这篇blog是本人结合Reference对Automatic Differentiation(自动微分)的总结, 目的主要是回顾Machine Learning基础并完成CSE234的PA1, 考虑到CSE234课程要求, 涉及到课程具体代码实现的部分将以注释&伪代码的形式实现, 希望读者能自行实现Automatic Differentiation, Base is not only base.

同Reference blog的建议一样, 本文也建议读者有一些微积分 / 线性代数 / 机器学习的基础, 有一些导数 or 梯度等概念将不会重新简述, 本文希望从应用和实现的角度对autodiff library 中的算子做再实现(也是CSE234的课程要求).

Introduction

在Machine Learning中, 神经网络运用了广泛的数学理论, 逐步从简单处理二分类或者多分类的简单架构逐步发展到现在拥有对话能力的LLM, 核心问题一直是优化问题, 即如何让模型进行学习?

现在使用的最多的, 也是被广泛认为最好的数学方法, 是gradient descent(梯度下降)方法及其变体. 梯度下降法是一种优化算法, 目的是通过一步步迭代来提升模型的性能, 下面是对这个算法的详细解释:

梯度下降

使用一个目标函数(Loss), 计算输入的真实值与对这组输入的预测值之间的损失(or error).
通过求损失关于模型每个参数的偏导(求梯度)的方式, 来找出模型对损失的影响.
通过将每个参数减去各自的梯度(梯度缩放由学习率超参进行调整, 当然我们也可以通过编写调度器实现学习率的动态调整), 朝着loss最小化的方向调整模型参数.
清除所有梯度, 然后重复1-3的训练过程, 直到模型达到最佳性能(不幸的是过度训练可能导致参数在某一个方向上下降过多, 又称过拟合, 所以我们一般需要人为设置训练轮次来恰当的结束训练).

这个过程显然需要一个足够强大的深度神经网络来支撑, 当然如何找到这样一个自动优化过程是复杂且艰巨的, 我们不得不感谢前人在这方面作出的杰出贡献(https://arxiv.org/pdf/1502.05767), it's an honor to follow them.

在开始讨论自动微分之前, 我们先看一下更为朴素的数值微分和符号微分.

数值微分(Numeric Differentiation)

数值微分是一种极为朴实无华的实现, 经典的极限定义可以帮我们很好的理解这一点:

\frac{df}{dx} = \lim_{ h\to 0}\frac{f(x + h) - f(x)}{h}

对于上式求导的含义我们不再赘述, 但是我们必须要注意到神经网络实际上要对多维的array做算术运算, 简单对某个x取极限并没有意义, 在ML领域, 对某个参数求数值偏导的定义, 可以认为是这样的:

\frac{\partial f}{\partial \theta_i} \approx \frac{f(\theta + h \cdot e_i) - f(\theta)}{h} + O(h)

上式是 forward difference, 用于实现多变量函数 $f$ 中参数向量 $\theta$ 中单个参数 $\theta_i$ 的偏导数. $e_i$ 表示一个单位向量，第 $i$ 个元素为 1，其他元素均为 0.

■ 收集材料
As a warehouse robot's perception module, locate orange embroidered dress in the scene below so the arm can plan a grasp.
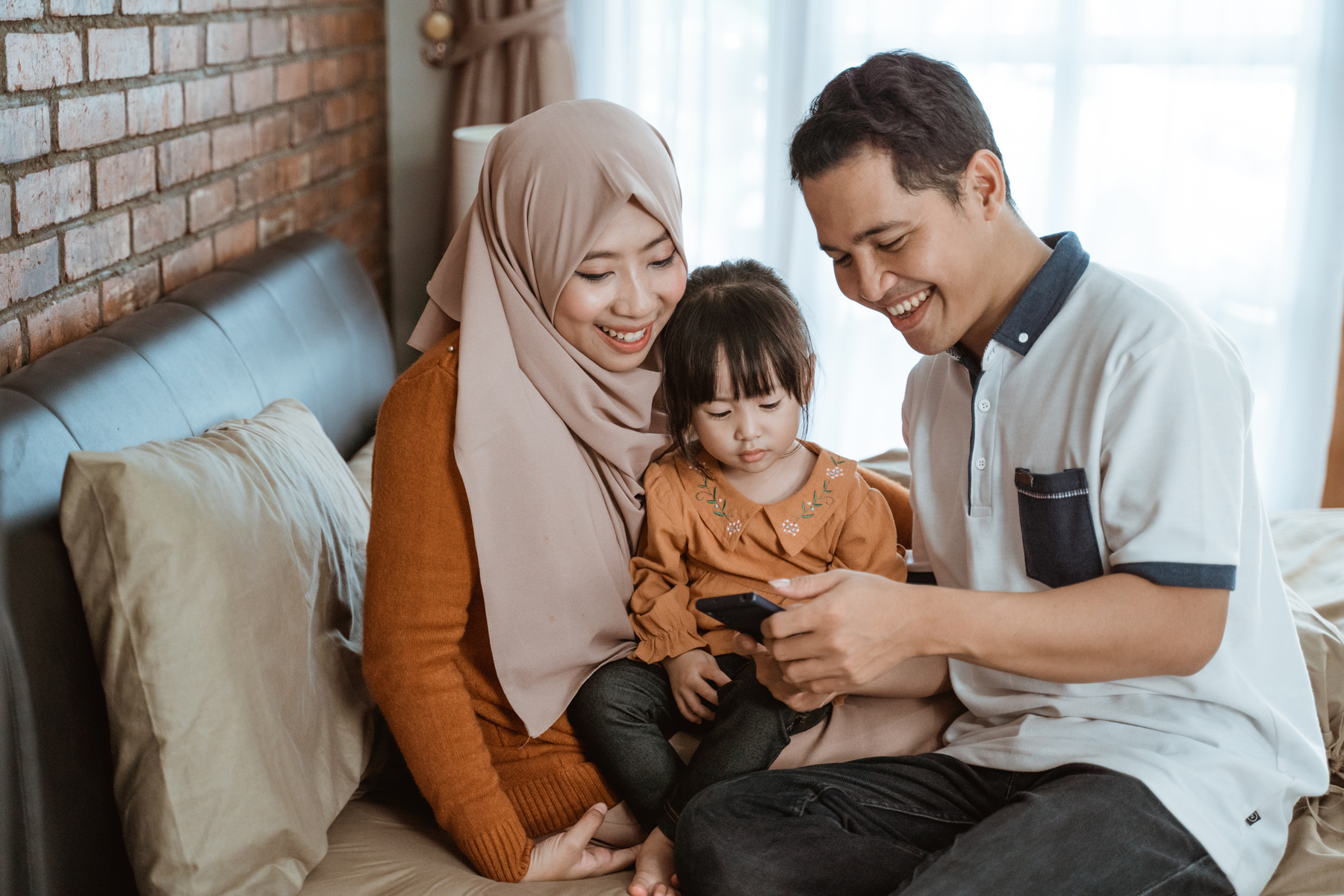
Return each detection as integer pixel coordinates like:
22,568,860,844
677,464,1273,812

■ 练习要求
A: 在关于自动微分的选段中，学习率的动态调整可以通过什么方式实现？
B: 续写关于自动微分的选段，从其最后一句之后接着写。
这些材料取自另一来源。

■ 逐题答案
A: 通过编写调度器实现。

B:
Autodiff Library

这是CSE234(2025 winter) PA1一些Autodiff的算子实现, 尊重课程要求, 仅对原课程代码已经实现的算子分享全部代码, 其余算子均为个人实现, 仅提供注释供参考~

课程已实现的算子

class Op:
    """The class of operations performed on nodes."""

    def __call__(self, *kwargs) -> Node:
        """Create a new node with this current op.

        Returns
        -------
        The created new node.
        """
        raise NotImplementedError

    def compute(self, node: Node, input_values: List[torch.Tensor]) -> torch.Tensor:
        """Compute the output value of the given node with its input
        node values given.

        Parameters
        ----------
        node: Node
            The node whose value is to be computed

        input_values: List[torch.Tensor]
            The input values of the given node.

        Returns
        -------
        output: torch.Tensor
            The computed output value of the node.
        """
        raise NotImplementedError

    def gradient(self, node: Node, output_grad: Node) -> List[Node]:
        """Given a node and its output gradient node, compute partial
        adjoints with regards to each input node.

        Parameters
        ----------
        node: Node
            The node whose inputs' partial adjoints are to be computed.

        output_grad: Node
            The output gradient with regard to given node.

        Returns
        -------
        input_grads: List[Node]
            The list of partial gradients with regard to each input of the node.
        """
        raise NotImplementedError


class PlaceholderOp(Op):
    """The placeholder op to denote computational graph input nodes."""

    def __call__(self, name: str) -> Node:
        return Node(inputs=[], op=self, name=name)

    def compute(self, node: Node, input_values: List[torch.Tensor]) -> torch.Tensor:
        raise RuntimeError(
            "Placeholder nodes have no inputs, and there values cannot be computed."
        )

    def gradient(self, node: Node, output_grad: Node) -> List[Node]:
        raise RuntimeError("Placeholder nodes have no inputs.")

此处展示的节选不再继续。